[Source records]
BEGIN

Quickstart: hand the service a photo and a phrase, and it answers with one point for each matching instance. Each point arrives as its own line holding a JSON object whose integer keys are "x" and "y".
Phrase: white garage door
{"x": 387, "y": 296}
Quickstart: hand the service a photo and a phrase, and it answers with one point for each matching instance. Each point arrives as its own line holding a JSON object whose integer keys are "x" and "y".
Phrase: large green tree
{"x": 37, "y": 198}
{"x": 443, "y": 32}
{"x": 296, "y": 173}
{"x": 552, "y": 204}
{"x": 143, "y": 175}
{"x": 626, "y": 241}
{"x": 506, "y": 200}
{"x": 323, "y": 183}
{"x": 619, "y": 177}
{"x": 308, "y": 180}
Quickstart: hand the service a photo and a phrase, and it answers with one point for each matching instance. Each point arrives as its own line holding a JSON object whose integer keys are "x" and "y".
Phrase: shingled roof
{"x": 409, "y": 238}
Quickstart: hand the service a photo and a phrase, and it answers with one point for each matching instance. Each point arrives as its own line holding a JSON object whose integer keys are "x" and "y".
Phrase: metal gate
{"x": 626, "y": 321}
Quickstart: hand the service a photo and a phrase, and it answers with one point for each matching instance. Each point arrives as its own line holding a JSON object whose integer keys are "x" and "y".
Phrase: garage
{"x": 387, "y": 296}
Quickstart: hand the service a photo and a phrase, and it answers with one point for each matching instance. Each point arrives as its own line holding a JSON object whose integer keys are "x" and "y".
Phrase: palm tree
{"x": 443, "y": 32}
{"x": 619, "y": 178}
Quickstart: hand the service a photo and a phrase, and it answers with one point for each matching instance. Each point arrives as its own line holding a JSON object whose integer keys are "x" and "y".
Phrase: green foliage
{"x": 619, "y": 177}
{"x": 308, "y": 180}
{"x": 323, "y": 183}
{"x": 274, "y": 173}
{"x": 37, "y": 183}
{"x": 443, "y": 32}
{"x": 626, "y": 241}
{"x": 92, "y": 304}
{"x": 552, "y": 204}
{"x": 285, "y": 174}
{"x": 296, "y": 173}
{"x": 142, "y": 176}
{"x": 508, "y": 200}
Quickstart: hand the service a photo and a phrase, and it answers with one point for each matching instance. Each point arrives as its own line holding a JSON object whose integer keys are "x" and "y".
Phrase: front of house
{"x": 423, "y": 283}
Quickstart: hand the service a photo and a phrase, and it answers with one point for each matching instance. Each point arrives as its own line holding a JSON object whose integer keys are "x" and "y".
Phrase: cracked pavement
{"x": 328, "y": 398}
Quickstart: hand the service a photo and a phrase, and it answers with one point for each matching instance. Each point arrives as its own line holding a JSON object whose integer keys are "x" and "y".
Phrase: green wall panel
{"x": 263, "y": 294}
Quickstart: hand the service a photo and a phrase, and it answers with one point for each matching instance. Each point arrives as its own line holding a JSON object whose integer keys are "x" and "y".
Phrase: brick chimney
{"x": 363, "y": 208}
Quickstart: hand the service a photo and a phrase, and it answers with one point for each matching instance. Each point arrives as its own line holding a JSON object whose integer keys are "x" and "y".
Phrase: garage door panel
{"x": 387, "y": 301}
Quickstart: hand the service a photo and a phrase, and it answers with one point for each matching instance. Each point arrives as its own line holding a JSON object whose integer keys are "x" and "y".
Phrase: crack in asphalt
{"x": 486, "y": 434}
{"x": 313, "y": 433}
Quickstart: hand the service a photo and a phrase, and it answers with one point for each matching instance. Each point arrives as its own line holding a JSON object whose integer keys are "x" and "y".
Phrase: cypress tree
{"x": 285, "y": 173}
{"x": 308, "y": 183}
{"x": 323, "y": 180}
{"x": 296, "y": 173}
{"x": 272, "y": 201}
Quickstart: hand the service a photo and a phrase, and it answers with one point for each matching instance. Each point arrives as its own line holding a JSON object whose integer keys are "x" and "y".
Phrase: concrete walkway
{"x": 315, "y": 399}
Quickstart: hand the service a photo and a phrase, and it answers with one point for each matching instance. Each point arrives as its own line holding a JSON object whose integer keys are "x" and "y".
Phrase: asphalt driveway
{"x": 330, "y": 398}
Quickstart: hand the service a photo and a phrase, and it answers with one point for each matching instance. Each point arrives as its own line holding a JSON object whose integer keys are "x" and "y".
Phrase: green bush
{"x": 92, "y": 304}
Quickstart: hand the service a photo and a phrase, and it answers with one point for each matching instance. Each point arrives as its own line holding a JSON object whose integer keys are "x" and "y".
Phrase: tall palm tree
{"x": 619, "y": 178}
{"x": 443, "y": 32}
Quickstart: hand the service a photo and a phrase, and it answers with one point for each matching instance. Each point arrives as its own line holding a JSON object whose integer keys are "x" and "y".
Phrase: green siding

END

→ Exercise description
Retype the data exactly as it reads.

→ Solution
Quickstart: hand the service a photo and a phrase, and it answers with one point for each matching instance. Each point arrives as its own line holding a JSON object whose integer keys are "x" and "y".
Phrase: white garage door
{"x": 387, "y": 296}
Quickstart: hand the service a photo and a phrase, and it answers with one point for each matching instance. Each point arrives as its own line holding a JSON object whose integer keys are "x" and "y".
Phrase: large green tree
{"x": 37, "y": 198}
{"x": 443, "y": 32}
{"x": 296, "y": 173}
{"x": 552, "y": 204}
{"x": 143, "y": 175}
{"x": 626, "y": 241}
{"x": 506, "y": 200}
{"x": 323, "y": 183}
{"x": 619, "y": 177}
{"x": 308, "y": 180}
Quickstart: hand the service a photo and a phrase, and it answers with one point for each matching instance. Each point arrives as its own line holding a JSON object whose integer keys are "x" and "y".
Phrase: shingled roof
{"x": 409, "y": 238}
Quickstart: hand the service a photo and a phrase, and it answers with one point for each matching instance. Each point arrives as its own line holding a JSON object whose integer keys are "x" and "y".
Phrase: metal gate
{"x": 626, "y": 321}
Quickstart: hand the service a photo and a phrase, and it answers with one point for each matching instance. Each point arrives as its own line holding a JSON object whose integer keys are "x" and "y".
Phrase: garage
{"x": 387, "y": 296}
Quickstart: hand the service a photo and a phrase, and it answers with one point for each matching instance. Each point arrives as its own line holding a JSON object whose integer keys are "x" and "y".
Phrase: palm tree
{"x": 443, "y": 32}
{"x": 619, "y": 178}
Quickstart: hand the service a photo and a phrase, and it answers with one point for each matching instance. Each point arrives as its own line holding a JSON object whose integer keys are "x" and "y".
Phrase: green foliage
{"x": 619, "y": 177}
{"x": 308, "y": 180}
{"x": 323, "y": 183}
{"x": 274, "y": 173}
{"x": 37, "y": 183}
{"x": 443, "y": 32}
{"x": 626, "y": 241}
{"x": 92, "y": 304}
{"x": 552, "y": 204}
{"x": 285, "y": 174}
{"x": 296, "y": 173}
{"x": 142, "y": 176}
{"x": 508, "y": 200}
Quickstart: hand the service a photo and a phrase, and it answers with one point for each matching instance. Each point arrives as its own line holding a JSON object whose integer keys are "x" and "y".
Phrase: front of house
{"x": 423, "y": 283}
Quickstart: hand the service a photo and a phrase, and it answers with one point for each matching instance. Each point arrives as its own line holding a JSON object whose integer keys are "x" and "y".
Phrase: cracked pavement
{"x": 328, "y": 398}
Quickstart: hand the service a photo and a phrase, and it answers with one point for each matching instance. Each point arrives as its own line holding a JSON object whose integer keys are "x" and "y".
Phrase: green wall panel
{"x": 263, "y": 294}
Quickstart: hand the service a photo and a phrase, and it answers with one point for each matching instance. Each point arrives as its own line holding a JSON object whose integer keys are "x" and "y".
Phrase: brick chimney
{"x": 363, "y": 208}
Quickstart: hand the service a photo and a phrase, and it answers with one point for each matching instance. Each point arrives as its own line holding a JSON object whose integer keys are "x" and "y".
Phrase: garage door panel
{"x": 387, "y": 301}
Quickstart: hand the service a photo and a phrase, and it answers with one point for each matching instance. Each point arrives as its own line holding a JSON object whose integer keys are "x" and "y".
Phrase: crack in asphalt
{"x": 486, "y": 434}
{"x": 313, "y": 433}
Quickstart: hand the service a photo and a phrase, and it answers with one point for each matching instance. Each point arrives as its own line holding a JSON object whose integer keys are "x" and "y".
Phrase: cypress tree
{"x": 285, "y": 173}
{"x": 308, "y": 183}
{"x": 323, "y": 180}
{"x": 296, "y": 173}
{"x": 272, "y": 201}
Quickstart: hand the service a photo and a phrase, and it answers with one point for each matching instance. Each point arrives as its own line holding a JSON object whose integer keys are "x" and "y".
Phrase: concrete walkway
{"x": 315, "y": 399}
Quickstart: hand the service a photo and a phrase, and it answers with one point for each matching instance. Each point arrives as its own line holding a JSON object whose integer keys are "x" and "y".
Phrase: asphalt driveway
{"x": 330, "y": 398}
Quickstart: hand the service a photo and a phrase, and it answers with one point for each matching instance. Each point arrives as its own line holding a JSON object whose integer keys are "x" and "y".
Phrase: green bush
{"x": 92, "y": 304}
Quickstart: hand the service a photo and a phrase, and it answers with one point for each matching instance. Each point arrives as its own line holding a JSON object whose integer keys are "x" and "y".
Phrase: tall palm tree
{"x": 619, "y": 178}
{"x": 443, "y": 32}
Quickstart: hand the service a photo and a phrase, and it answers with one point for each matching instance. Each point arrives as its own line holding a JSON object whose integer keys are "x" and "y".
Phrase: green siding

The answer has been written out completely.